> PASSAGE
[Start of section]
Emerson’s John Kuloszewski and Russ Muller shared their thoughts on what the future holds in a presentation, Digital Plant of the Future-It’s Closer than You Think. Their abstract:
HART, WirelessHART, Foundation fieldbus, Profibus. Digital automation and instrumentation technologies are enabling higher availability and reliability while driving down costs in both project execution and operations. This paper will give an overview of each including some future developments. Emphasis will be on application sweet-spots, selection criteria, and preparing your people to work with them.
The business case for digital technologies has many elements. Project costs are lowered through less infrastructure, lower installed cost, and fewer changes. During operation, process availability and reliability is increased since the devices can report their health and often the health of the surrounding process. From a maintenance perspective, some of the manual routine checks can be automated and done on a periodic basis by the device and control system. For abnormal conditions, information about the process and surrounding assets are available to the operators and maintenance personnel.
Digital buses, wireless technologies, and wires are enabling technologies; they are not the solution. When selecting the appropriate technology some questions to consider include mix of analog and digital I/O, mix of smart microprocessor-based devices versus “dumb” parts that provide I/O but no accompanying diagnostics. I/O mix for control versus safety, existing bus field devices, and installation distances.
More considerations include hazardous locations, availability requirements, diagnostic requirements, synchronized communication considerations, functional safety considerations, support for intelligent device management, appropriate performance for task, local support and device availability, and interoperability testing conformance and compliance.
Russ shared some of the communications technology available including Foundation fieldbus, Profibus DP, WirelessHART, and 4-20mA for SIS with WirelessHART for asset management. For discrete I/O choices typically include Profibus DP, ASi, and DeviceNet.
Russ described how Foundation fieldbus can truly distribute control into transmitters and final elements such as valve controllers. The digital signals provide more accurate information than analog devices. The capacity scales in size, status comes along with the process variables, and information extends well beyond process variables to include diagnostic, configuration, and calibration information.
Russ shared things you need to do to go digital. Training is top of this list. Digital communications is different than analog. What you don’t know can bite you. Start the training with your newest folks since they don’t have to unlearn the old ways. Be open to adjusting your work practices. Who does what may change and the manual checks can stop since the bus communicates back to you.
John discussed WirelessHART in its ability to go where its difficult or not possible to pull wires. Training is also good to shortcut the learning curve and get comfortable with the capabilities and best practices with the technology. Much like the other digital communications, it important to be open to modifying existing work practices and roles required.
[End of section]
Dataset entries
[Start of section]
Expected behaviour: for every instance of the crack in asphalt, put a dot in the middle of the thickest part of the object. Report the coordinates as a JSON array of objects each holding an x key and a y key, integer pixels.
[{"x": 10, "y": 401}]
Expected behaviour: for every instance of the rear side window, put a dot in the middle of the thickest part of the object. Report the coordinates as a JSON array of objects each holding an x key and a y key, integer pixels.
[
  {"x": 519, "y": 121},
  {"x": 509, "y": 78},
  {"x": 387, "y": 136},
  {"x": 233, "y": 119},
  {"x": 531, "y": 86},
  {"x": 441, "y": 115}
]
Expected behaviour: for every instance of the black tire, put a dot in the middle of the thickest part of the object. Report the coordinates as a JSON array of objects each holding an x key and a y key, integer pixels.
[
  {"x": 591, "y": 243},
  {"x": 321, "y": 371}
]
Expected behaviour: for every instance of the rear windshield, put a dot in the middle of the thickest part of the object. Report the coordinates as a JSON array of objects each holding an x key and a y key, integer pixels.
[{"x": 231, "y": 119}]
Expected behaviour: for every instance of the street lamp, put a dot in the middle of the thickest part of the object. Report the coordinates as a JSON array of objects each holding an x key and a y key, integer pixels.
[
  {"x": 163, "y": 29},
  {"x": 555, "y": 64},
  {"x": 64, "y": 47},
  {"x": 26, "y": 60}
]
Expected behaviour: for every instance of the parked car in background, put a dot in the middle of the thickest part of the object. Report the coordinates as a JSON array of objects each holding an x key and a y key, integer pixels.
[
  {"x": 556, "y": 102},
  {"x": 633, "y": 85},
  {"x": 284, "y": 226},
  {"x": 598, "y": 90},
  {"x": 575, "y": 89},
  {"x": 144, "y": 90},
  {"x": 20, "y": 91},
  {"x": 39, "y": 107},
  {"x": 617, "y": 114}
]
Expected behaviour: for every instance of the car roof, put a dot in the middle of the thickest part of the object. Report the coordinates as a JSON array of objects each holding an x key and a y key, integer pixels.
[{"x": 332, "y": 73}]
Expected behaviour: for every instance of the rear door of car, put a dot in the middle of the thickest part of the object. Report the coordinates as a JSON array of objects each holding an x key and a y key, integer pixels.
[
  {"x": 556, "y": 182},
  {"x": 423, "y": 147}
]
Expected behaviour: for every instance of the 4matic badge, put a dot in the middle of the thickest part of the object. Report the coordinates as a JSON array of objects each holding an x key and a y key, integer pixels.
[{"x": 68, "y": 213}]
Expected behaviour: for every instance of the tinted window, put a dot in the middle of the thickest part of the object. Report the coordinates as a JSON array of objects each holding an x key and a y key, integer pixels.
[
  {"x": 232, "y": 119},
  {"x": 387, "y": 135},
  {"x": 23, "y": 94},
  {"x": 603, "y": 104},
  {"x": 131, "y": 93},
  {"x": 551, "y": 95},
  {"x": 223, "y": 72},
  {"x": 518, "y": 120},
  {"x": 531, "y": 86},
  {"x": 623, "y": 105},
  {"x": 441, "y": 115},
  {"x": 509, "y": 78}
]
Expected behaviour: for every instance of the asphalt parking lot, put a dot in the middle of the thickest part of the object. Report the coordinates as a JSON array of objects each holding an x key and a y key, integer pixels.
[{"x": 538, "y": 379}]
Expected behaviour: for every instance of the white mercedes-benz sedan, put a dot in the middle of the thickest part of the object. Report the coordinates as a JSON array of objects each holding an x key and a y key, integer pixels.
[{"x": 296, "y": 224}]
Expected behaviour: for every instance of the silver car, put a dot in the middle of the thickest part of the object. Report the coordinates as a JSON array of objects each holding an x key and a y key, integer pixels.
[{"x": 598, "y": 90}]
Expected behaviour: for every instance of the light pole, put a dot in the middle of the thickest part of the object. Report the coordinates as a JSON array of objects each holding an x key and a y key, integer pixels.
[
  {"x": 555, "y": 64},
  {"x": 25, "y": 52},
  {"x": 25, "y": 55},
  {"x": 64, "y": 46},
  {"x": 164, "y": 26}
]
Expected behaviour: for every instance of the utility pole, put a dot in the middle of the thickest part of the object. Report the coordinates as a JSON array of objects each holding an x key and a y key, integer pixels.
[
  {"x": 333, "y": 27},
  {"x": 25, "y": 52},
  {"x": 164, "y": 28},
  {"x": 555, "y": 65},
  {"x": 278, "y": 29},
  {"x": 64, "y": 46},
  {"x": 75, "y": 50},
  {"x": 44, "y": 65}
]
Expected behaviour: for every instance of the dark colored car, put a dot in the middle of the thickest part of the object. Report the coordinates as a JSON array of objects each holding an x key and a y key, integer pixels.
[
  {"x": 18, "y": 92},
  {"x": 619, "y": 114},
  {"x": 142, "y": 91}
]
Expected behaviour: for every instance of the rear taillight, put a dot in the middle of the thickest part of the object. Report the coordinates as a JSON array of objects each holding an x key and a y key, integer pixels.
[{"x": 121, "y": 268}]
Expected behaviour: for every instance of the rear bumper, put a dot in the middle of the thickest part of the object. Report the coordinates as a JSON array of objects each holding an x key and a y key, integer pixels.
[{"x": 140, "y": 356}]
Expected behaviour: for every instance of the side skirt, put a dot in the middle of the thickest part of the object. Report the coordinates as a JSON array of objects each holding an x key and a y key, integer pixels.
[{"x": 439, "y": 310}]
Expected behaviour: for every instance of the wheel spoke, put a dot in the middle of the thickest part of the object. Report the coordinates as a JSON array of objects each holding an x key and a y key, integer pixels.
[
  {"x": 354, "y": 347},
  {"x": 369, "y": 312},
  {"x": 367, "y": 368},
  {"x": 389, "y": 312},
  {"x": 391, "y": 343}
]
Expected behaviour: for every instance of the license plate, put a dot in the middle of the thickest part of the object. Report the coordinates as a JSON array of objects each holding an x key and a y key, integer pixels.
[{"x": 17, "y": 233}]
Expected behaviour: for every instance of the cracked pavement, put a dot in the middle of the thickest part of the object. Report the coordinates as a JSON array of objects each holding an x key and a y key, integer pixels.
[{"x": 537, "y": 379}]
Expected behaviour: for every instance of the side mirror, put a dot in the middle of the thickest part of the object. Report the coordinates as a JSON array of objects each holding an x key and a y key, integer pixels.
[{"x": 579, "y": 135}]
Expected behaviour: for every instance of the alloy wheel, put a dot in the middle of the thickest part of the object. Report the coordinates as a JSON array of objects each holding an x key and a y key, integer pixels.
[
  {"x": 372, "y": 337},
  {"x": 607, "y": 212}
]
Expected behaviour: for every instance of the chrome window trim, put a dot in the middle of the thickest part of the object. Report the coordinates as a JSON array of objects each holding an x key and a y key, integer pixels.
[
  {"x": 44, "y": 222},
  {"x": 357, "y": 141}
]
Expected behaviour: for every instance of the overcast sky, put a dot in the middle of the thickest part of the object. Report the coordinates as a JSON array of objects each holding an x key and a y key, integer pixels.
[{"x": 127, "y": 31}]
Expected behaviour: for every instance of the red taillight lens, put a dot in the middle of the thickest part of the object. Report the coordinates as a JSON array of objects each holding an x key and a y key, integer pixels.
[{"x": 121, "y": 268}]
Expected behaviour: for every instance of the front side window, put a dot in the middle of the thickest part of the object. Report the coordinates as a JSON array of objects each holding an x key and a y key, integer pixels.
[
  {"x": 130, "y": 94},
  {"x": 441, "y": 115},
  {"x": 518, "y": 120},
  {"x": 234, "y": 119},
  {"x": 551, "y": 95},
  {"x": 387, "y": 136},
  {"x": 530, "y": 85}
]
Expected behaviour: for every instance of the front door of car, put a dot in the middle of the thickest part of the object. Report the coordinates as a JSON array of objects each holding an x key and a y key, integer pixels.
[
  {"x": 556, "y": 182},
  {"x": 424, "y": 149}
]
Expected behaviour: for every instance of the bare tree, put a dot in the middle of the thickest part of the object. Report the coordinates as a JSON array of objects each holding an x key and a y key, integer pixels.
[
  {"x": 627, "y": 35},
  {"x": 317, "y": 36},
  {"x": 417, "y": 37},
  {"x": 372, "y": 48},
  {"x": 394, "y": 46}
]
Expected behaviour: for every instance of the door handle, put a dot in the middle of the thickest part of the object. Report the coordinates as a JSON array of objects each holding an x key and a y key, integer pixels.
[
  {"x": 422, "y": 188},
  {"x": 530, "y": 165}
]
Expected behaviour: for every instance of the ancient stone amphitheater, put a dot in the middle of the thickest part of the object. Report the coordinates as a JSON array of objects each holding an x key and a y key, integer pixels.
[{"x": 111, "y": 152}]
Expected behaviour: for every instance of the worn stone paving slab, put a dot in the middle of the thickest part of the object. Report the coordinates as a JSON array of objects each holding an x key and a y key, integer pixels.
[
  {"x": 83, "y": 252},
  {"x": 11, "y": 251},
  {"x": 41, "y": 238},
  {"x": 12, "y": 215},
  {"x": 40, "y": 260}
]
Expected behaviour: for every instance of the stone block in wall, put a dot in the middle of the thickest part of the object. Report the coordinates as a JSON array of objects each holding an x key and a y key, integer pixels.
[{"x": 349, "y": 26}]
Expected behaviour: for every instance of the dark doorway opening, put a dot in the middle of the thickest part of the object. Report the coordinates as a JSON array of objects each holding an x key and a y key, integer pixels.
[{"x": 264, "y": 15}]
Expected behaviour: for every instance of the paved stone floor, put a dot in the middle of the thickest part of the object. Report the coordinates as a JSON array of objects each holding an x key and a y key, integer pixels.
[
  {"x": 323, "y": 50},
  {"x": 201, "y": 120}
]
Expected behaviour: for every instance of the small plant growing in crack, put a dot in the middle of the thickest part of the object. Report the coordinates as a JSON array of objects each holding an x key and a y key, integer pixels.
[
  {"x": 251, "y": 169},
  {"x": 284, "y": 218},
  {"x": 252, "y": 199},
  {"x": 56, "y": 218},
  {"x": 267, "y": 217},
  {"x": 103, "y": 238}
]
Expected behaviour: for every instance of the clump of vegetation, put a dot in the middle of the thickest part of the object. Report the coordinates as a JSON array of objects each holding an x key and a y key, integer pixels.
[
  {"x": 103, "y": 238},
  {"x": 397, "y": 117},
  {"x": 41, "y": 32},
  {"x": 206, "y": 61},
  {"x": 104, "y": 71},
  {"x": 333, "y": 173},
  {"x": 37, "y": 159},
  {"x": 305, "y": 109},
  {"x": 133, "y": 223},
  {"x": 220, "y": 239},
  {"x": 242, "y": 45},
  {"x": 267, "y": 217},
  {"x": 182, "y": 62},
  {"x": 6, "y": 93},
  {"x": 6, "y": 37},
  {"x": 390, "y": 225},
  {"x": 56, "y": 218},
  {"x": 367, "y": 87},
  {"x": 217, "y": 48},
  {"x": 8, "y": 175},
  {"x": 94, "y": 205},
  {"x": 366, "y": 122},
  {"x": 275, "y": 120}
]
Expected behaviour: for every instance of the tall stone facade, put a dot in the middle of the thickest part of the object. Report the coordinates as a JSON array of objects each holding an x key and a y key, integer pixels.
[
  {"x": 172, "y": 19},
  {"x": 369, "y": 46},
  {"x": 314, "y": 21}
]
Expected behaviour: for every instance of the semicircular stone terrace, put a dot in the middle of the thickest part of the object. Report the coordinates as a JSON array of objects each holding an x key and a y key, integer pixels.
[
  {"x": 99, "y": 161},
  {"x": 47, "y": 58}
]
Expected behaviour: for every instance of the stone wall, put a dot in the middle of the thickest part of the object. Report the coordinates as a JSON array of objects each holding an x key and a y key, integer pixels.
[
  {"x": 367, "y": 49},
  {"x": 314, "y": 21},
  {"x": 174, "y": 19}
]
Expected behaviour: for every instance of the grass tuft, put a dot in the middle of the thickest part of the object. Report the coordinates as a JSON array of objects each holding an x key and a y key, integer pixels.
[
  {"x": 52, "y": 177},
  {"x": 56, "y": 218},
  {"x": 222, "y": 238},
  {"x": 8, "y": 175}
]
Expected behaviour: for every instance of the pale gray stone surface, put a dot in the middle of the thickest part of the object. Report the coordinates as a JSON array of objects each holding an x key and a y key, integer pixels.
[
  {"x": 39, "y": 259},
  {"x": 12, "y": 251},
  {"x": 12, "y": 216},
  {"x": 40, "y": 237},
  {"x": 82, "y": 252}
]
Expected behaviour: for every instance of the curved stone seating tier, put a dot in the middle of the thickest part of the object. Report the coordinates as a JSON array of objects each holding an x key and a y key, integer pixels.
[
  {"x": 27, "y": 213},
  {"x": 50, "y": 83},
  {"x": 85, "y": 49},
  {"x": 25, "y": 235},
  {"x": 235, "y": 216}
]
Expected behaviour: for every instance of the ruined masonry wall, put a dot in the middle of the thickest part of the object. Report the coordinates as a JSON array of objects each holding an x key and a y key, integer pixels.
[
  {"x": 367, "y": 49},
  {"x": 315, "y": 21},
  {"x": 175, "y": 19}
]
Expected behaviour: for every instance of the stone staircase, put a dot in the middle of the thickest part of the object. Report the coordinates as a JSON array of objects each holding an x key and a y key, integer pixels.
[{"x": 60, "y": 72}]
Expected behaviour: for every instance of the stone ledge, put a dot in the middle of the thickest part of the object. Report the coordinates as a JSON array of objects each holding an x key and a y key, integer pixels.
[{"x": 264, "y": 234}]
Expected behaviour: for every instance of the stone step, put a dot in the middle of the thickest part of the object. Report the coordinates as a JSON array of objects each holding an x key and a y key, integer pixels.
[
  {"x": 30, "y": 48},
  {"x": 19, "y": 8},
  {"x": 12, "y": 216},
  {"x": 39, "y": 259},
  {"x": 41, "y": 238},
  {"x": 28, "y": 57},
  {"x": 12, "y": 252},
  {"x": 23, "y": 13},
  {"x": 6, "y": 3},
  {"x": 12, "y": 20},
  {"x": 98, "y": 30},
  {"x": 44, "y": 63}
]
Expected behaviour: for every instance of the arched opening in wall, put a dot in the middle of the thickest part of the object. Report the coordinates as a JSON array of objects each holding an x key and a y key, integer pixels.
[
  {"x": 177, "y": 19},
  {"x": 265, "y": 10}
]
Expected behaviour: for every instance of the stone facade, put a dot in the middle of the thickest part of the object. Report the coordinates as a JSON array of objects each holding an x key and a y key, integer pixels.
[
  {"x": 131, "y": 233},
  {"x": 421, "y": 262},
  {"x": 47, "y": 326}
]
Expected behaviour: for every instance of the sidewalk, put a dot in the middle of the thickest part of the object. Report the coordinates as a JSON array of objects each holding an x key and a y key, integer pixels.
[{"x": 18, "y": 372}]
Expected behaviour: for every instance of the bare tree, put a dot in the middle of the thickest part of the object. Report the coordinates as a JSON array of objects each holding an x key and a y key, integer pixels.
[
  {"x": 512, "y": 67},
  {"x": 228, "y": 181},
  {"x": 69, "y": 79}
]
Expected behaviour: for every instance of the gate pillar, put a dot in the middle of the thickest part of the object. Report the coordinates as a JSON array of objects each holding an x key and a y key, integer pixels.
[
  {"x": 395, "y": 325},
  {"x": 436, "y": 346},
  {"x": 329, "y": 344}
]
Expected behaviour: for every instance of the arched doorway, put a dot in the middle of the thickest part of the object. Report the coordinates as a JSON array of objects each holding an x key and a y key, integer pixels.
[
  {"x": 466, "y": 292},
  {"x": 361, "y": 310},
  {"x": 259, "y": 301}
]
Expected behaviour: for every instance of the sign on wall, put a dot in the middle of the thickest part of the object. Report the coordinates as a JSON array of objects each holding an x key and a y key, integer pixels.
[End of section]
> WHAT IS BEING ASKED
According to the passage on the digital plant of the future, which staff should digital communications training start with?

> REPLY TO THE TASK
It should start with the newest staff, since they don't have to unlearn the old ways.